_EXERCISE PROMPT:_
Locate each line in the listing below that contains the string "plumage", matching case exactly, and copy those lines out.

_DATA TO PROCESS:_

+ + +

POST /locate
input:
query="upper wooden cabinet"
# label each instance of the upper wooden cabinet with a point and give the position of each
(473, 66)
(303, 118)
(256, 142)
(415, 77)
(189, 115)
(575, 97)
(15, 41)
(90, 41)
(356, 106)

+ + +

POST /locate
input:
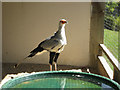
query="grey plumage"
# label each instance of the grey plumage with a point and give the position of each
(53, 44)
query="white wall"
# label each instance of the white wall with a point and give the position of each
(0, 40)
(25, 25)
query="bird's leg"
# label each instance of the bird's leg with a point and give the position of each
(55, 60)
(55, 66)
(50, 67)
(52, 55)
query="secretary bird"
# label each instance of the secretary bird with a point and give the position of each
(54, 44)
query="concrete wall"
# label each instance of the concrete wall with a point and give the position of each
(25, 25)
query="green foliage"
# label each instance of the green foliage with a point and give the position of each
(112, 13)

+ + +

_TASK OUTPUT:_
query="grey plumage"
# label each instance of the grey plumage with a point and give the position of each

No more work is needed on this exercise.